→ REQUIREMENTS:
Rewrite the part of the material below that opens with the line containing "Labeling tool prompt — Object to detect: electrical" and closes with the line containing "[[238, 214, 379, 287]]", shifting every coordinate in the answers by -146. Leave every other line and number as it is.

---*---

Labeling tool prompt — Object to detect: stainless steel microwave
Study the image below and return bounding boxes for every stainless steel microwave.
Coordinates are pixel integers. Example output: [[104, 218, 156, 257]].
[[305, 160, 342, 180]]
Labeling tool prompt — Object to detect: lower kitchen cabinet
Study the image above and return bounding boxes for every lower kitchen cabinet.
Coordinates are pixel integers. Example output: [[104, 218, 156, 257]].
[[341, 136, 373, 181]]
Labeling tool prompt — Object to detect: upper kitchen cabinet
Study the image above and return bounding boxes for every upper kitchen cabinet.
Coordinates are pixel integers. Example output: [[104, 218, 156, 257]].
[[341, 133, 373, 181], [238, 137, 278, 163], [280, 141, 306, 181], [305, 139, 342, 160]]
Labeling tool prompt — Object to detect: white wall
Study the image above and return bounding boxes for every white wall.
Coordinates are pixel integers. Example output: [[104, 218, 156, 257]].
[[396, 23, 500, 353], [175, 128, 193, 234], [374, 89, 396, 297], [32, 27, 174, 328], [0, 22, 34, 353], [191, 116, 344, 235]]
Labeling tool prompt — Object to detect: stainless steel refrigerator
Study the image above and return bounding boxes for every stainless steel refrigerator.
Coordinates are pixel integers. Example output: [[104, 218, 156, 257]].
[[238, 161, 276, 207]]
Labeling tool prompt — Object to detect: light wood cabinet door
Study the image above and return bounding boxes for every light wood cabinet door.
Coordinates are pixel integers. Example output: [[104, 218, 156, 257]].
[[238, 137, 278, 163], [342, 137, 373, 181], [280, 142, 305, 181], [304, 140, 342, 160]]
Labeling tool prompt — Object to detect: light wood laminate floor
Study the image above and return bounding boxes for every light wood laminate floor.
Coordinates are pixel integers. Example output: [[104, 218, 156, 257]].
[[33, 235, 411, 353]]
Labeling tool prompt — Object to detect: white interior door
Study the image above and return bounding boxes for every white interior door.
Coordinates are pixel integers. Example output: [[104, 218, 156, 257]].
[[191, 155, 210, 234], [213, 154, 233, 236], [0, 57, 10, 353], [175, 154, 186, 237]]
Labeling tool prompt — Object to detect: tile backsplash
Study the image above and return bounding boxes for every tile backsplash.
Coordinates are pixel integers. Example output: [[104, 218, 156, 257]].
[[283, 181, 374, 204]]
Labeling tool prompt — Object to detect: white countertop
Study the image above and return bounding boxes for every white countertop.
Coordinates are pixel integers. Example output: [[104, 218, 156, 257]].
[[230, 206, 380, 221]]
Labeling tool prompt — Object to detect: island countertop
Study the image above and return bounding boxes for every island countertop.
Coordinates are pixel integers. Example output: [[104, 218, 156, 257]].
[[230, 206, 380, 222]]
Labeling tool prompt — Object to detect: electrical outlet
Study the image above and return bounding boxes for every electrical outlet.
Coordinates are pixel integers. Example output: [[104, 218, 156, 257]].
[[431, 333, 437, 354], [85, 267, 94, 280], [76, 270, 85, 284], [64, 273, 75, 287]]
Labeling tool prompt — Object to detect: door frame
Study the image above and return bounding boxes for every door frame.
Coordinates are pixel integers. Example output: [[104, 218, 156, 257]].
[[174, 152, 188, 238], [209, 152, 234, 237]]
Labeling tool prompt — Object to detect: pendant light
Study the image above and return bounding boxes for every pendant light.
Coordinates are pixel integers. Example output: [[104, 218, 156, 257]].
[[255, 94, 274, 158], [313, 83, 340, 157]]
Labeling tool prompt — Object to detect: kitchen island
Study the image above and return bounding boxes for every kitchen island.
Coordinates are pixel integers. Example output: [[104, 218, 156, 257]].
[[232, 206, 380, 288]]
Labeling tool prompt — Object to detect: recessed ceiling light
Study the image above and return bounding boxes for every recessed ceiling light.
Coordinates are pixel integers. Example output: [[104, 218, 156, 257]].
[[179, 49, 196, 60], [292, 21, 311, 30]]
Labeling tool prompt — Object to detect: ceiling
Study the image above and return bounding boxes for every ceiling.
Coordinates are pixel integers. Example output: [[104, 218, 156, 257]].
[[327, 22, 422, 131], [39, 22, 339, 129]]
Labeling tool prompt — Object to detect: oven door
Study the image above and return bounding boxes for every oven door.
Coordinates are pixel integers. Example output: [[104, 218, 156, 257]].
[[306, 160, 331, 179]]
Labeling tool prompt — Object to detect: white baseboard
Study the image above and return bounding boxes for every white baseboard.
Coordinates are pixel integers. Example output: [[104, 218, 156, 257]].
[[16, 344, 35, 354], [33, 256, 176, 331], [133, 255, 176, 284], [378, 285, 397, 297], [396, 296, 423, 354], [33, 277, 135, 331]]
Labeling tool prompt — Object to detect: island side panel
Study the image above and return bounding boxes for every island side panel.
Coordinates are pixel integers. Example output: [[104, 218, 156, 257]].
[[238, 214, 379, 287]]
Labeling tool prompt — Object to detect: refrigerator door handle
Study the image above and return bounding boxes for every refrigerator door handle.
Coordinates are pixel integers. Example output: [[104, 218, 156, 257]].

---*---

→ EXERCISE RESULT:
Labeling tool prompt — Object to detect: electrical outlet
Study the image above and return bounding boxes for every electrical outlet.
Coordinates are pixel integers. Example output: [[104, 218, 156, 257]].
[[285, 187, 291, 208], [-61, 121, -52, 134], [-70, 124, -61, 138], [-82, 127, -71, 141]]
Labeling tool prompt — Object to detect: door frame
Study the image above and return bounding boxes for every door frame.
Coordinates are pixel integers. Example output: [[104, 218, 156, 257]].
[[28, 6, 42, 92], [63, 6, 88, 91]]
Labeling tool prompt — Object to detect: pendant light
Study the image above and return bounding boxes for every pendant light.
Coordinates are pixel integers. Example output: [[104, 218, 156, 257]].
[[109, -52, 128, 12], [167, -63, 194, 11]]
Labeling tool prompt — Object to detect: kitchen island
Study the image above and return bounding boxes for every kitchen island.
Coordinates are pixel integers. Example output: [[104, 218, 156, 257]].
[[86, 60, 234, 142]]
Labeling tool prompt — Object to detect: recessed ceiling light
Study the image above and return bounding boxes for every recessed ceiling light.
Coordinates are pixel integers. Example output: [[104, 218, 156, 257]].
[[33, -97, 50, -86], [146, -125, 165, -116]]
Labeling tool prompt — Object to detect: ceiling
Study the image above and return bounding boxes for every ceiling.
Coordinates are pixel integers. Example output: [[104, 218, 156, 257]].
[[181, -124, 276, -15], [-107, -124, 193, -17]]
Labeling tool prompt — Object to detect: oven door
Study the image above and return bounding boxes for every oven door.
Coordinates are pixel integers. Example output: [[104, 218, 156, 257]].
[[160, 14, 185, 33]]
Labeling tool prompt — Object to detect: white baseboard
Study the image above and return bounding boxes for every white baseboard.
Coordinates are pixel integers. Example output: [[104, 218, 156, 257]].
[[-130, 198, -111, 208], [-113, 110, 30, 185], [-13, 109, 30, 138], [232, 139, 251, 151], [250, 150, 277, 208], [-113, 131, -11, 185]]
Labeling tool prompt — Object to detect: island side panel
Study the image above and return bounding boxes for every island side panel.
Coordinates are pixel integers. Example output: [[104, 218, 156, 257]].
[[92, 68, 233, 141]]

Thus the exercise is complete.